** Zitierter Textauszug **
Vor dem Wiener Luxushotel Imperial parkt ein silberner Mercedes GT mit Salzburger Kennzeichen. Der Supersportwagen gehört Niki Lauda. Sind Sie zufrieden mit Ihrem Dienstwagen, Herr Lauda?
Niki Lauda: Der GT ist ein geiles Auto. Seit der ersten Fahrt hab ich meine Grundsätze über Bord geworfen. Denn eigentlich will ich ja nicht auffallen.
Keine Wehmut nach Ferrari?
Im Gegenteil. Mein Mercedes ist absoluter Hightech. Ich fahre jeweils im Comfort-Modus von zu Hause los. Damit meine Frau Brigitte mich nicht als Raser schimpft. Aber bereits nach drei Strassenecken wechsle ich in den Sport-Modus. Mit einem Handgriff kann ich den Auspuff lauter schalten.

Einträge aus einem Datensatz
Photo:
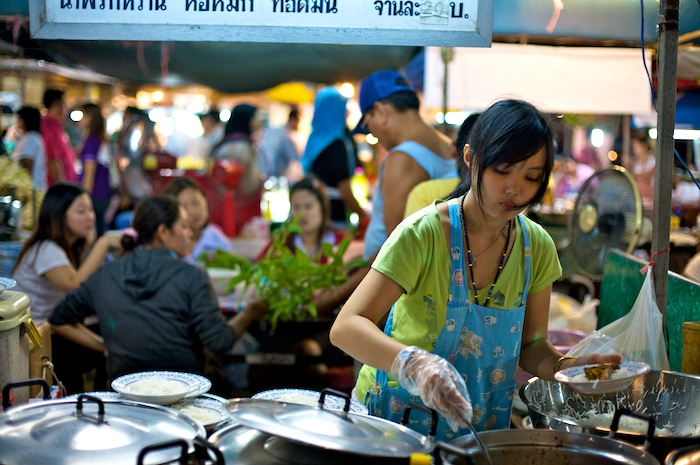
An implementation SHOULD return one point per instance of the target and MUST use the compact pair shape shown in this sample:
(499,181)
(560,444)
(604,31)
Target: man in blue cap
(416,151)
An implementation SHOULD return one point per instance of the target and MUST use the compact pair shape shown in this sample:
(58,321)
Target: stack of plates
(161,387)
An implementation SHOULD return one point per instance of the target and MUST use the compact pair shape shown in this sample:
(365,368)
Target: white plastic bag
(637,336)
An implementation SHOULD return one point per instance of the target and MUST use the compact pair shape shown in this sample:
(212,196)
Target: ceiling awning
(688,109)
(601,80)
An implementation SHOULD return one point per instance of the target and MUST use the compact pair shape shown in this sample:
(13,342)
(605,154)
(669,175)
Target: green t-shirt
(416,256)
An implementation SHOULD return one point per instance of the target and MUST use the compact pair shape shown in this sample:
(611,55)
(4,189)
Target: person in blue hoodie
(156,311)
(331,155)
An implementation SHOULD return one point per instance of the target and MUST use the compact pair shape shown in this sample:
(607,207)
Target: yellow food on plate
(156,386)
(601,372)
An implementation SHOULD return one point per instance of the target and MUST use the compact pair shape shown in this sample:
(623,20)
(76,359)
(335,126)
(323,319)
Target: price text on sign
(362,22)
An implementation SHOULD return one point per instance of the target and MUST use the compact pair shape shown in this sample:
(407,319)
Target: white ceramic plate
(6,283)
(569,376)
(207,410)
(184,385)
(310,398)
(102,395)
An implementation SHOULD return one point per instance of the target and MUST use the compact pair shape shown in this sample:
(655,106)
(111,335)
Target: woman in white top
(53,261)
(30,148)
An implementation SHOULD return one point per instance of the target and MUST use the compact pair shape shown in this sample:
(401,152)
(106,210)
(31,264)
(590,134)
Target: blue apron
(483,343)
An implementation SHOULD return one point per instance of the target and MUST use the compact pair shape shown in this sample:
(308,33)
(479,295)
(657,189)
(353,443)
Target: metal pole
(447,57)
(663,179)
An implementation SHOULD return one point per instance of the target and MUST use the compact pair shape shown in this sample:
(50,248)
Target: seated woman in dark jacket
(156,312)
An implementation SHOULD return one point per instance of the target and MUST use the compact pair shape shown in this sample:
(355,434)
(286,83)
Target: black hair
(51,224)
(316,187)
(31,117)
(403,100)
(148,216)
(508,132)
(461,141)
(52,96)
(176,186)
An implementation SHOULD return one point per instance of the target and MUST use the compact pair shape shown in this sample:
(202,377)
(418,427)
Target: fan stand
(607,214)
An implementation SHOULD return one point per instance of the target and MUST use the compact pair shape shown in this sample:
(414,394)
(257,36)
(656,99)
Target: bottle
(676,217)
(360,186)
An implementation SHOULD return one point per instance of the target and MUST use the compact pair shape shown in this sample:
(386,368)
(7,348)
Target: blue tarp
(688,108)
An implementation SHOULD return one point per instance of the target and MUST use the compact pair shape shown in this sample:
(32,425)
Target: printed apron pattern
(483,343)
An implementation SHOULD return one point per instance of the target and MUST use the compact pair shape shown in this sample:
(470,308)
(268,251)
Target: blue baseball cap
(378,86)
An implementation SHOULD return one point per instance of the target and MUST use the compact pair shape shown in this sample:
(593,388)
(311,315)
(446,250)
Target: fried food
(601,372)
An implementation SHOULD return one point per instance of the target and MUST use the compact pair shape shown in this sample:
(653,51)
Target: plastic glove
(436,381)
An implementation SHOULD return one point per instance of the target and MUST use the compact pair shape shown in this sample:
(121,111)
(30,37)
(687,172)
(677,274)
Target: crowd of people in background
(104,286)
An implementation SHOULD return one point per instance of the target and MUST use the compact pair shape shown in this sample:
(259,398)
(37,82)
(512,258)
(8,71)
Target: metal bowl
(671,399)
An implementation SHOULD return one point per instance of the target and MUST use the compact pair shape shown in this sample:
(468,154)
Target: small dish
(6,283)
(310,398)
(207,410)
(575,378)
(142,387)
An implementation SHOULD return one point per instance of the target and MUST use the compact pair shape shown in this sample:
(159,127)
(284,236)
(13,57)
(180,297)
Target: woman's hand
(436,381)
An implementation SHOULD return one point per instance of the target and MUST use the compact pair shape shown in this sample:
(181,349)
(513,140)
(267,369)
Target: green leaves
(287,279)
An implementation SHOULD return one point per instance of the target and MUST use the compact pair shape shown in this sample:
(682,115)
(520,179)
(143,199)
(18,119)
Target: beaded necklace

* * *

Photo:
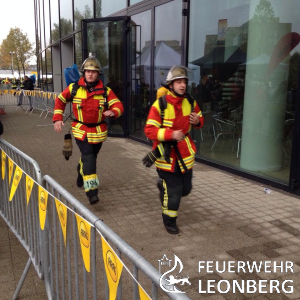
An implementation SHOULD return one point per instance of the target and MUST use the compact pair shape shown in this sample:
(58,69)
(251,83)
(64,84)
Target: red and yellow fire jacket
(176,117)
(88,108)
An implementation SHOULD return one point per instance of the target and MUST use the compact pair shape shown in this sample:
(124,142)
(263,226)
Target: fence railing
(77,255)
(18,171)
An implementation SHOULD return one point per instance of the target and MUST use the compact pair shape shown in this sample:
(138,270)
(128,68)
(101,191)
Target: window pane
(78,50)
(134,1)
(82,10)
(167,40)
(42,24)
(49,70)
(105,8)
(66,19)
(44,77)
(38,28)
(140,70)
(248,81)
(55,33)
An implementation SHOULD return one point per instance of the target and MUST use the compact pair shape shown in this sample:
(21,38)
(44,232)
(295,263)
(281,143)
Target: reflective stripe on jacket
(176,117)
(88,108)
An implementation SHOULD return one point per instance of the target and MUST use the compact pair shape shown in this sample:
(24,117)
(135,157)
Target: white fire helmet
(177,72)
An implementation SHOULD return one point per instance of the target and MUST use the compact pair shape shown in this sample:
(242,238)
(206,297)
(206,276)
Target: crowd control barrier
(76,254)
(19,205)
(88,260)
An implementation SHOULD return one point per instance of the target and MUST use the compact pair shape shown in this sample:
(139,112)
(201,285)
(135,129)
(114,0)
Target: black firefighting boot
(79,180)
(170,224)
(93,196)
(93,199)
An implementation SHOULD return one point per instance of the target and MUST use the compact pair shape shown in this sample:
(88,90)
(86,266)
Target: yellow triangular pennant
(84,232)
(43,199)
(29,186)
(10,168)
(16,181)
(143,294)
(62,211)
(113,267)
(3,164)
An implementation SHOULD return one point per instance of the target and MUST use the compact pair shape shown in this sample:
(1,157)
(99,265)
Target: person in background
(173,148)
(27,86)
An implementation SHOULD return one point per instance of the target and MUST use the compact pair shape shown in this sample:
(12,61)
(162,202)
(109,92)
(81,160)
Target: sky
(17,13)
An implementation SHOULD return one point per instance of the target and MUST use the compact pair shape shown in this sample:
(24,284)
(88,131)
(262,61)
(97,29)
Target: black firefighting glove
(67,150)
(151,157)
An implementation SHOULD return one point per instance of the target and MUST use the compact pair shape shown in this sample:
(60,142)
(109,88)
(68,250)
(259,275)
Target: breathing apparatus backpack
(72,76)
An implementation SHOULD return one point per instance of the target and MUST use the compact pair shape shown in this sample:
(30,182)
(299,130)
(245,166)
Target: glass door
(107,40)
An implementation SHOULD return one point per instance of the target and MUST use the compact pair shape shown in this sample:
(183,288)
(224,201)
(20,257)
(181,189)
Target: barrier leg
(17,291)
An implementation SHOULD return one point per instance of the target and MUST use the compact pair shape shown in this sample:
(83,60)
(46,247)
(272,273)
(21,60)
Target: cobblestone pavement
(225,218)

--

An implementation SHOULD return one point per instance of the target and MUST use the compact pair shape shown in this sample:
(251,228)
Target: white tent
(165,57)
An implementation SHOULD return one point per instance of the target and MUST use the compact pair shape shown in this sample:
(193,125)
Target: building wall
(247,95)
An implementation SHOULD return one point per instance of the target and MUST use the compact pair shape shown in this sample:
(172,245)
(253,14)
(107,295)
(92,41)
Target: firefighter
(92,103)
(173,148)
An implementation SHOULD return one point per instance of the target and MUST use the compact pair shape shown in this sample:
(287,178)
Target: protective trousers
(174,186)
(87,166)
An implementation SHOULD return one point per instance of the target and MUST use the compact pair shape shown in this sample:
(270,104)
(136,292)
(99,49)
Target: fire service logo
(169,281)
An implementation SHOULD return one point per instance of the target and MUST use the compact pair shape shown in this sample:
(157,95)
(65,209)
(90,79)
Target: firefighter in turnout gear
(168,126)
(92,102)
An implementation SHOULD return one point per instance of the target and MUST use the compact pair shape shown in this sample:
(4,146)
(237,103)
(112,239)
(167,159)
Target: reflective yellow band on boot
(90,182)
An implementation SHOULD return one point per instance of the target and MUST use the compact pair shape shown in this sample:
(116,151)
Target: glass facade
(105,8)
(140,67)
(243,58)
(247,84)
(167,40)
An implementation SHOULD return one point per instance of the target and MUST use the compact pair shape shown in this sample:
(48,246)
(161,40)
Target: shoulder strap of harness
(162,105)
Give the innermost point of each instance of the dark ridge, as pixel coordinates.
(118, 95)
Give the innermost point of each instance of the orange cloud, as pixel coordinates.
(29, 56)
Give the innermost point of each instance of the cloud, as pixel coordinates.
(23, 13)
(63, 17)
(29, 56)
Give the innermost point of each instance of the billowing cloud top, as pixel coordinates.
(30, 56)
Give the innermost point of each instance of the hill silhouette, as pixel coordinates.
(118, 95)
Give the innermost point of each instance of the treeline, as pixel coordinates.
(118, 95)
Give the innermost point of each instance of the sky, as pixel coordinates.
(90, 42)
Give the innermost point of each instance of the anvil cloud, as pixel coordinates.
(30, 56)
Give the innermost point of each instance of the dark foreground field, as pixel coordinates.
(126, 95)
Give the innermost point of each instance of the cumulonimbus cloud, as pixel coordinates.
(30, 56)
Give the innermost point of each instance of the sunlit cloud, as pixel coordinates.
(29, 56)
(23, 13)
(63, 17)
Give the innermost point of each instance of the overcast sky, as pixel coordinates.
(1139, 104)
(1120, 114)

** Aufgabenliste **
1. Stimmen die folgenden Aussagen mit dem Interview mit Niki Lauda überein? Antworte jeweils mit Ja oder Nein und zitiere die entscheidenden Worte wörtlich.
(a) Der Mercedes GT parkt vor dem Hotel Imperial in Wien.
(b) Lauda fährt zu Hause im Sport-Modus los.
(c) Lauda kann den Auspuff lauter schalten.
2. Beantworte anhand des Interviews mit Niki Lauda:
(a) Welche Farbe hat der Mercedes GT?
(b) Wie heißt Laudas Frau?
(c) Nach wie vielen Straßenecken wechselt Lauda in den Sport-Modus?

** Endgültige Antworten **
1.
(a) Ja: „Vor dem Wiener Luxushotel Imperial parkt ein silberner Mercedes GT“
(b) Nein: „Ich fahre jeweils im Comfort-Modus von zu Hause los.“
(c) Ja: „Mit einem Handgriff kann ich den Auspuff lauter schalten.“

2.
(a) Silbern
(b) Brigitte
(c) Nach drei Straßenecken